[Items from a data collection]
START

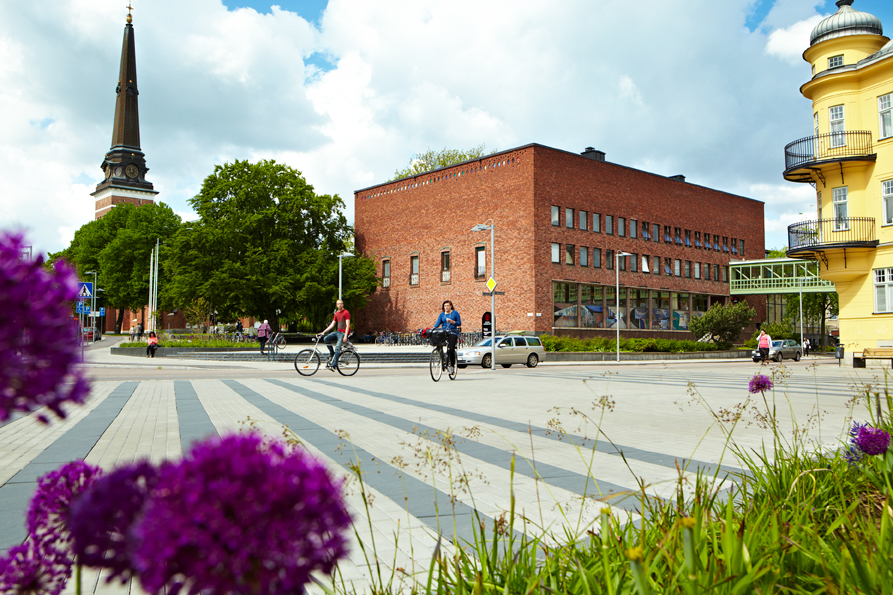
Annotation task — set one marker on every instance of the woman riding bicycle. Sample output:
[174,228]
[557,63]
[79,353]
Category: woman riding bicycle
[451,322]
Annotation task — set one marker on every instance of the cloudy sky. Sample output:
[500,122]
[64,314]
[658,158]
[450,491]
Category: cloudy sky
[346,91]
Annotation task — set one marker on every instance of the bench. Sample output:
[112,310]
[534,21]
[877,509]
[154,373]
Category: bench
[873,353]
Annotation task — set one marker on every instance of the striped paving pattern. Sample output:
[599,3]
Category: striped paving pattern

END

SHORT PROBLEM: Rewrite everything from the line containing "of the bench." down to the end of the items, substituting "dot" for "marker" and leaving all else unchanged.

FINISHED TASK:
Annotation task — set one dot on every instance of the bench. Sample output:
[112,310]
[534,21]
[877,509]
[154,373]
Category: bench
[873,353]
Annotation task — set one dot on every instance of the striped paving pattern. Sample output:
[599,3]
Category: striped paving pattern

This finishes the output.